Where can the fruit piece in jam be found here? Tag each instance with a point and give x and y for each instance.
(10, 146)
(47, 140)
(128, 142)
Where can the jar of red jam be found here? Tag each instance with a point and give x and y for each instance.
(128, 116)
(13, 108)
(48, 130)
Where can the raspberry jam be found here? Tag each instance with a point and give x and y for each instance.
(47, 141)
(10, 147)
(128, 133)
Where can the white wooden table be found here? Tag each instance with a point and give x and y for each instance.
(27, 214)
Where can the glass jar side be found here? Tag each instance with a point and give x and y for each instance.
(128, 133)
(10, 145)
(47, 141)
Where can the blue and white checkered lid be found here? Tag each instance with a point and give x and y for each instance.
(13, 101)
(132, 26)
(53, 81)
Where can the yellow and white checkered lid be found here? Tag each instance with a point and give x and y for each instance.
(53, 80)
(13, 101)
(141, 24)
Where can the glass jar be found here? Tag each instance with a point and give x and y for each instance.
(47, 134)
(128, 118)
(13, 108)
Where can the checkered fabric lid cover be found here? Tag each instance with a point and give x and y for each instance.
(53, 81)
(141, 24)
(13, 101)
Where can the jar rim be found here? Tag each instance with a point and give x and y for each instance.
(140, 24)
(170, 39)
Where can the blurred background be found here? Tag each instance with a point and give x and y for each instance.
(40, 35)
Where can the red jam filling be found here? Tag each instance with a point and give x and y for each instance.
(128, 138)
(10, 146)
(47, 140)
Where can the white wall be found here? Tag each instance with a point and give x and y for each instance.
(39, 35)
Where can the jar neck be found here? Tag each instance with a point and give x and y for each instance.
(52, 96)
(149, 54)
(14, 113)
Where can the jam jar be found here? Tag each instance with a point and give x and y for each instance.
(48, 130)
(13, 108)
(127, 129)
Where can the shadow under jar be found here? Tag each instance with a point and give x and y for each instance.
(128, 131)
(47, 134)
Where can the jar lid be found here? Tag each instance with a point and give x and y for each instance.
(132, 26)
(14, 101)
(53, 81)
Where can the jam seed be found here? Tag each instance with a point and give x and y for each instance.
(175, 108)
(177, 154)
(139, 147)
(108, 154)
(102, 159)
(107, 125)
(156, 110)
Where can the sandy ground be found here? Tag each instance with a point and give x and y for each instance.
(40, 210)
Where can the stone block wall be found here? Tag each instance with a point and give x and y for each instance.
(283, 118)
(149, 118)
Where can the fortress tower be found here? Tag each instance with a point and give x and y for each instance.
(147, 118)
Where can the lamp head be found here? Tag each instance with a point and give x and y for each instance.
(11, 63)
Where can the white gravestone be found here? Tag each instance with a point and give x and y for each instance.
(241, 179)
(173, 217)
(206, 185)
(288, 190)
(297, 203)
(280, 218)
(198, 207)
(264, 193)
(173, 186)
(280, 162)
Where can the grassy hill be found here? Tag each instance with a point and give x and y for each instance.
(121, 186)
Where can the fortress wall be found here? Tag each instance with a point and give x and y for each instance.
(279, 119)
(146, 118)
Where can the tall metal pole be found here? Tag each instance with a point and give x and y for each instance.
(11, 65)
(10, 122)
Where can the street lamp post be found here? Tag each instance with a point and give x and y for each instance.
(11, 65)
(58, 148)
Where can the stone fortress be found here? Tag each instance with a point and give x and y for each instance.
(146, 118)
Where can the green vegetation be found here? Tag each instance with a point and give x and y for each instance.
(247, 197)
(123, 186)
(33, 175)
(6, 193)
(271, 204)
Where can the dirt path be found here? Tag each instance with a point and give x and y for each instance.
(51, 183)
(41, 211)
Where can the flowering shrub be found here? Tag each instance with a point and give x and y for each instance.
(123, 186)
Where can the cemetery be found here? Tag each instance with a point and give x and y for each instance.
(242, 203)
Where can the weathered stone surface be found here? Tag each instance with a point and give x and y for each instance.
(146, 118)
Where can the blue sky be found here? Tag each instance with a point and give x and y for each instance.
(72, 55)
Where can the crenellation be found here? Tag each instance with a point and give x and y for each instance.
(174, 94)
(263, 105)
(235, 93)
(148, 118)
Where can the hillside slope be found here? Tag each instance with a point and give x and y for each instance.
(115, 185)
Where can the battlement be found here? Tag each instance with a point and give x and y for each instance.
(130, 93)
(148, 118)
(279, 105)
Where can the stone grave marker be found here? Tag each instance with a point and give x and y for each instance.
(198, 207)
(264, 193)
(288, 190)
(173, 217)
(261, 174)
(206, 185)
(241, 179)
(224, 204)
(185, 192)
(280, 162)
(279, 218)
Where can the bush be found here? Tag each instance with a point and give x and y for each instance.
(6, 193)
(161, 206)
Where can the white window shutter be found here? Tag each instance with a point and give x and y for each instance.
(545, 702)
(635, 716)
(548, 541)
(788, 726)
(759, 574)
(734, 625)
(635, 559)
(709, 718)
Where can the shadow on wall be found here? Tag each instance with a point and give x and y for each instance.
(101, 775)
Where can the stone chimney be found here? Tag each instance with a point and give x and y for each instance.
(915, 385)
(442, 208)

▶ [WORK INSTRUCTIONS]: Write down the full listing again, exactly.

▶ [TASK RESPONSE]:
Where can the fruit piece in jam be found here? Tag each instance with a point and give x and y for each instance.
(10, 146)
(47, 140)
(128, 142)
Where can the jar of red jam be found here? Tag each instance with a point and give x and y for each instance.
(128, 116)
(13, 108)
(48, 130)
Where can the raspberry jam be found here? Tag each instance with a point and give x and y for each instance.
(47, 141)
(10, 147)
(128, 133)
Where can the white wooden table be found here? Tag each instance with a point and give x and y for each instance.
(27, 214)
Where can the glass jar side be found here? Tag each instance with a point and give x and y for each instance.
(128, 133)
(10, 145)
(47, 141)
Where can the blue and white checkered lid be found here? Tag each instance with a point and give x and y for each instance.
(13, 101)
(132, 26)
(53, 81)
Where can the yellow and white checkered lid be found here? Tag each instance with a point and give x and y for each instance.
(53, 80)
(13, 101)
(141, 24)
Where can the glass jar be found here? Tag each instance with a point and give x and y for each instance.
(47, 134)
(128, 118)
(13, 108)
Where can the checkered fabric lid cover be found here? Tag each instance with a point and give x and y for each instance.
(53, 81)
(141, 24)
(13, 101)
Where can the jar rim be found here? Tag each instance with a point and give x and y for each instance.
(140, 24)
(170, 39)
Where can the blurred background be found here? Tag each instance with a point and give x and y for each instance.
(40, 35)
Where can the red jam filling be found here? Tag each instance with a point and give x and y for each instance.
(128, 138)
(10, 146)
(47, 140)
Where can the white wall be found here? Tag each instance with a point and give x and y for each instance.
(39, 35)
Where can the jar neck be found here? Tag each instance with a point and give x and y for each instance.
(52, 96)
(149, 54)
(14, 113)
Where can the jam jar be found here? Tag each instance with a point and give x and y for each instance.
(48, 130)
(13, 108)
(127, 129)
Where can the shadow under jar be found here? Tag each instance with a point and give x and y for each instance.
(128, 131)
(47, 134)
Where can the jar lid be found here? Tag each instance with a point and give x and y for each instance.
(132, 26)
(14, 101)
(53, 81)
Where can the jam seed be found here? Tag each instance with a point and give x and y for each instance.
(175, 108)
(177, 154)
(139, 147)
(108, 154)
(102, 159)
(107, 125)
(156, 110)
Where can the sandy ground be found here? Tag each instance with a point and give x and y for each instance.
(40, 210)
Where can the stone block wall be found here? Tag each instance with a point and give x and y for each instance.
(283, 118)
(149, 118)
Where can the fortress tower be found here? Tag each instance with a point and give x and y for each instance.
(147, 118)
Where can the lamp head be found here? Tag each instance with a point and give x and y for each instance.
(11, 63)
Where can the white gravestone be found here? Tag each instance with a point and give x and y for each instance.
(241, 179)
(173, 217)
(206, 185)
(288, 190)
(297, 203)
(280, 218)
(198, 207)
(264, 193)
(173, 186)
(280, 162)
Where can the grassy hill be found here? Tag each instance with a point and give x and y for each instance.
(121, 186)
Where can the fortress wall be found here? Tag each instance with a point and give x and y for each instance.
(279, 119)
(146, 118)
Where can the tall metal pole be found here? Tag each instance with a point and give x and y for each instance.
(11, 65)
(10, 122)
Where can the street lamp post be found here? Tag each instance with a point and give x and y for each instance.
(11, 65)
(58, 148)
Where can the stone fortress be found here? Tag each instance with a point and give x and y for each instance.
(146, 118)
Where can the green vegetation be found here? Tag each instance with a point and give x and y for each instance.
(247, 197)
(123, 186)
(33, 175)
(6, 193)
(271, 204)
Where can the dirt path be found here? Tag each instance with a point and give x and y for each instance.
(51, 183)
(41, 211)
Where can the flowering shrub be found here? Tag each instance with a point and give x and y for each instance.
(123, 186)
Where can the cemetery be found here? Tag each instance with a point and give x and y for each instance.
(242, 203)
Where can the weathered stone surface be found here? Tag each instance with a point and give x and y for each instance.
(146, 118)
Where can the blue sky be found here? Tag each instance with a point and give x and y for each instance.
(72, 55)
Where can the crenellation be found here? Tag each instance with a point and give x and y for each instance.
(174, 94)
(263, 105)
(235, 93)
(148, 118)
Where can the hillside slope be found here? Tag each instance with a point and give x and y for each instance.
(115, 185)
Where can the battlement be found here? Tag each instance with a point and give x and y for each instance.
(130, 93)
(148, 118)
(279, 105)
Where can the stone grave marker be found here? Tag each instance with a point and give x and y for each instance.
(198, 207)
(264, 193)
(288, 190)
(173, 217)
(261, 174)
(206, 185)
(241, 179)
(224, 204)
(185, 192)
(280, 162)
(279, 218)
Where can the bush be found here? Tag each instance with a point and give x and y for each instance.
(6, 193)
(161, 206)
Where can the white window shutter be found here? Tag each instance with a point and give x and y for each instance.
(545, 702)
(635, 716)
(548, 541)
(788, 726)
(759, 574)
(734, 625)
(635, 559)
(709, 718)
Where can the shadow on wall be found here? Tag each instance with a point and give x and y for each instance.
(101, 775)
Where can the stone chimney be found here? Tag each instance with a point and give x and y for each instance.
(915, 385)
(442, 208)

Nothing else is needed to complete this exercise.